Data entries

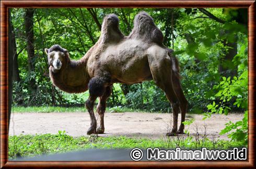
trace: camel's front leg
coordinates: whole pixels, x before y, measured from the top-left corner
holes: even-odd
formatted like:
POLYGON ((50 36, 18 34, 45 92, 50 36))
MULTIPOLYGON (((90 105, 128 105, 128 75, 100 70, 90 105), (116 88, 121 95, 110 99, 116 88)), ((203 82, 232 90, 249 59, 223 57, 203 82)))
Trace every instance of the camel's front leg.
MULTIPOLYGON (((104 94, 106 92, 106 86, 107 86, 107 84, 108 80, 106 77, 96 76, 92 77, 88 84, 90 96, 85 102, 85 105, 91 119, 91 126, 87 131, 88 135, 97 133, 97 121, 94 113, 94 102, 98 97, 101 97, 104 95, 104 94)), ((106 108, 106 101, 104 102, 104 111, 106 108)), ((102 120, 102 122, 101 123, 103 123, 103 116, 100 117, 100 119, 102 120)), ((103 126, 104 126, 104 125, 103 126)))
POLYGON ((98 134, 104 133, 105 129, 104 127, 104 114, 106 110, 107 100, 111 94, 111 88, 112 85, 107 87, 105 93, 99 98, 99 103, 97 107, 97 111, 100 117, 100 126, 97 129, 98 134))
POLYGON ((96 134, 97 121, 94 112, 94 105, 97 97, 90 96, 85 102, 85 106, 90 114, 91 126, 87 131, 87 134, 96 134))

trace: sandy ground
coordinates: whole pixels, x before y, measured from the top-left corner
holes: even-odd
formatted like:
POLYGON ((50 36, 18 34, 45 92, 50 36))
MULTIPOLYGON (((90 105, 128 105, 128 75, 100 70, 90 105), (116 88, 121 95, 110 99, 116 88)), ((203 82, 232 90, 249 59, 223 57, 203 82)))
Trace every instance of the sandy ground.
MULTIPOLYGON (((208 137, 227 139, 226 135, 218 133, 225 128, 225 124, 242 119, 242 114, 214 114, 211 119, 203 120, 203 116, 188 114, 186 120, 194 118, 195 121, 189 126, 191 135, 199 133, 203 134, 205 126, 208 137)), ((152 139, 164 137, 171 123, 172 114, 124 112, 105 114, 105 134, 99 136, 124 135, 128 137, 147 137, 152 139)), ((180 120, 180 114, 179 120, 180 120)), ((179 123, 180 123, 179 121, 179 123)), ((10 119, 9 135, 36 134, 57 134, 59 131, 65 131, 73 136, 86 135, 90 125, 90 118, 87 112, 61 113, 14 113, 10 119)), ((169 127, 169 128, 170 127, 169 127)), ((185 129, 188 128, 186 126, 185 129)))

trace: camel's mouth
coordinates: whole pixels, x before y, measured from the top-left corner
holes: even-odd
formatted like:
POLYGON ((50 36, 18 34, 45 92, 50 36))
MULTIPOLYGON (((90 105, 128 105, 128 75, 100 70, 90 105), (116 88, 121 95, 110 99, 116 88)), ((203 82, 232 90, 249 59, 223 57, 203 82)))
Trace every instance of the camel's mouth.
POLYGON ((55 69, 60 70, 61 69, 62 63, 59 59, 55 60, 52 63, 52 66, 53 66, 55 69))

What the task requires:
Convert the data entries above into a JSON list of strings, one string per line, skipping blank lines. Leave the pictures out of your answer.

Result:
[
  "trace: camel's front leg",
  "coordinates: whole pixels, x before y, measured from the top-left corner",
  "holes: even-odd",
  "formatted like:",
  "POLYGON ((50 36, 18 34, 45 92, 50 36))",
  "MULTIPOLYGON (((90 105, 128 105, 128 75, 100 70, 90 105), (116 88, 121 95, 110 99, 116 88)), ((203 82, 232 90, 249 59, 223 57, 203 82)))",
  "Trace every instance of the camel's front leg.",
  "MULTIPOLYGON (((104 94, 106 92, 106 86, 107 86, 107 84, 108 80, 106 77, 96 76, 92 77, 88 84, 90 96, 85 102, 85 105, 91 119, 91 126, 87 131, 88 135, 97 133, 97 121, 94 113, 94 102, 98 97, 101 97, 104 95, 104 94)), ((106 108, 106 101, 104 102, 104 111, 106 108)), ((102 120, 102 122, 101 123, 103 123, 103 116, 100 117, 100 119, 102 120)), ((103 126, 104 126, 104 125, 103 126)))",
  "POLYGON ((98 134, 104 133, 105 129, 104 127, 104 114, 106 110, 107 100, 111 94, 111 88, 112 85, 107 87, 105 93, 99 98, 99 103, 97 107, 97 111, 100 117, 100 126, 97 129, 98 134))",
  "POLYGON ((96 134, 97 121, 94 112, 94 105, 97 97, 90 96, 85 102, 85 106, 90 114, 91 126, 87 131, 87 134, 96 134))",
  "trace: sandy ground",
  "coordinates: whole pixels, x before y, measured from the top-left corner",
  "holes: even-odd",
  "formatted like:",
  "POLYGON ((50 36, 18 34, 45 92, 50 36))",
  "MULTIPOLYGON (((90 105, 128 105, 128 75, 100 70, 90 105), (116 88, 121 95, 110 99, 116 88)), ((203 82, 232 90, 249 59, 223 57, 203 82)))",
  "Trace every instance of the sandy ground.",
  "MULTIPOLYGON (((208 137, 227 139, 226 135, 218 133, 225 128, 225 124, 242 119, 242 114, 214 114, 211 119, 203 120, 203 116, 188 114, 186 120, 194 118, 195 121, 189 126, 191 135, 199 133, 203 134, 205 126, 208 137)), ((152 139, 164 137, 171 123, 172 114, 124 112, 105 114, 105 134, 99 136, 124 135, 128 137, 147 137, 152 139)), ((180 120, 180 114, 179 120, 180 120)), ((179 123, 180 123, 179 121, 179 123)), ((10 119, 9 135, 36 134, 57 134, 59 131, 65 131, 73 136, 86 135, 90 125, 90 118, 87 112, 61 113, 14 113, 10 119)), ((169 127, 169 128, 170 127, 169 127)), ((185 129, 188 128, 186 126, 185 129)))",
  "trace: camel's mouth",
  "coordinates: whole pixels, x before y, measured from the top-left corner",
  "holes: even-odd",
  "formatted like:",
  "POLYGON ((50 36, 18 34, 45 92, 50 36))",
  "MULTIPOLYGON (((90 105, 128 105, 128 75, 100 70, 90 105), (116 88, 121 95, 110 99, 116 88)), ((203 82, 232 90, 249 59, 223 57, 203 82)))",
  "Trace every instance of the camel's mouth.",
  "POLYGON ((55 69, 60 70, 61 69, 62 63, 59 59, 55 60, 52 63, 52 66, 53 66, 55 69))"
]